How many lines of the data contain the word "wooden"? Give only that number.

___ Supplied data ___

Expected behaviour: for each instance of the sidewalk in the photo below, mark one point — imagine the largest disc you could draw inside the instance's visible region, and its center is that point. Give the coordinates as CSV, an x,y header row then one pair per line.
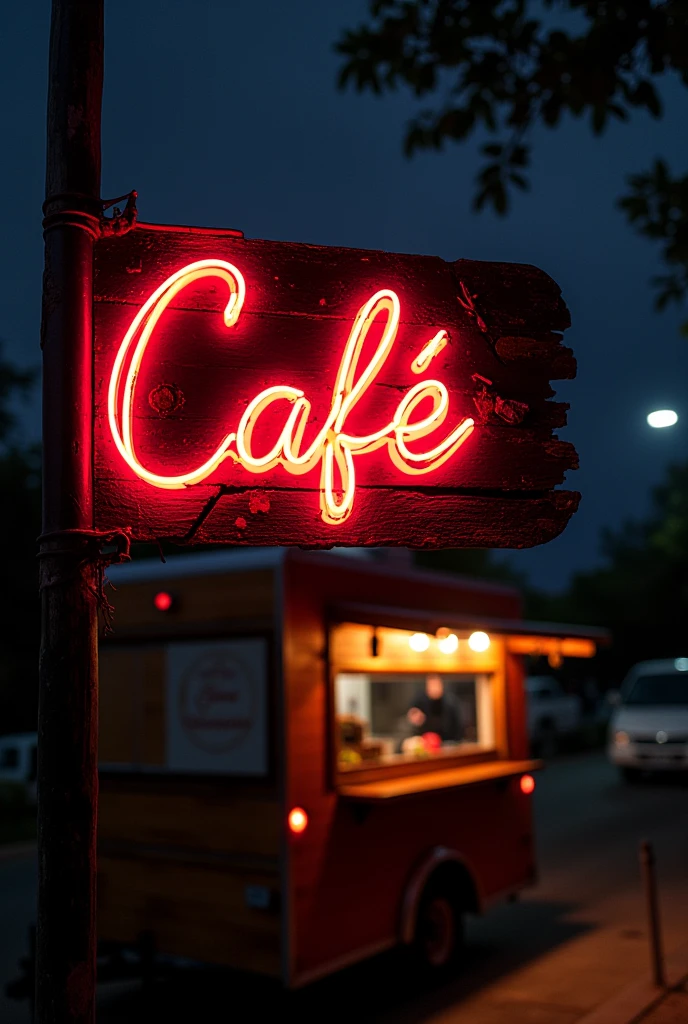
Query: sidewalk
x,y
643,1004
672,1010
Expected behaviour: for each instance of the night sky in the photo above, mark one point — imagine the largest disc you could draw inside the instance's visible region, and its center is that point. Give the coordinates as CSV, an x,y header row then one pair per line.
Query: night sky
x,y
227,115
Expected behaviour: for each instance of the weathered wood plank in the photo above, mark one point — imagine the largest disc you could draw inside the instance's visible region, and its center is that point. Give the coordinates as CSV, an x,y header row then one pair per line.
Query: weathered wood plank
x,y
428,519
504,325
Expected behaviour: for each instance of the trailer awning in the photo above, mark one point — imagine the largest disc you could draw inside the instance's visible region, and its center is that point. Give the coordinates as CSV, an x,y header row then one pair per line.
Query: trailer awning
x,y
522,637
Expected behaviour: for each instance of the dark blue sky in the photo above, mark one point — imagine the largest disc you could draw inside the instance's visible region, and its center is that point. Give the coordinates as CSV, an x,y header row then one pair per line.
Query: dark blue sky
x,y
227,115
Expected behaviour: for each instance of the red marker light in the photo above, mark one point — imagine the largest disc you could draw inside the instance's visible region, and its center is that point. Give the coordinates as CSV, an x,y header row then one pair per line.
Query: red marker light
x,y
163,601
298,820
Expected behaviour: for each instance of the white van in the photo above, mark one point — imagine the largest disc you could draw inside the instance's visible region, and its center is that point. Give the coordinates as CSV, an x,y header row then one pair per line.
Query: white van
x,y
648,730
18,759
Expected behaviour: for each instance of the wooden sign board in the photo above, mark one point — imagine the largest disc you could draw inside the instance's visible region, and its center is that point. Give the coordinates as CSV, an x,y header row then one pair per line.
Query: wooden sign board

___

_Task result:_ 2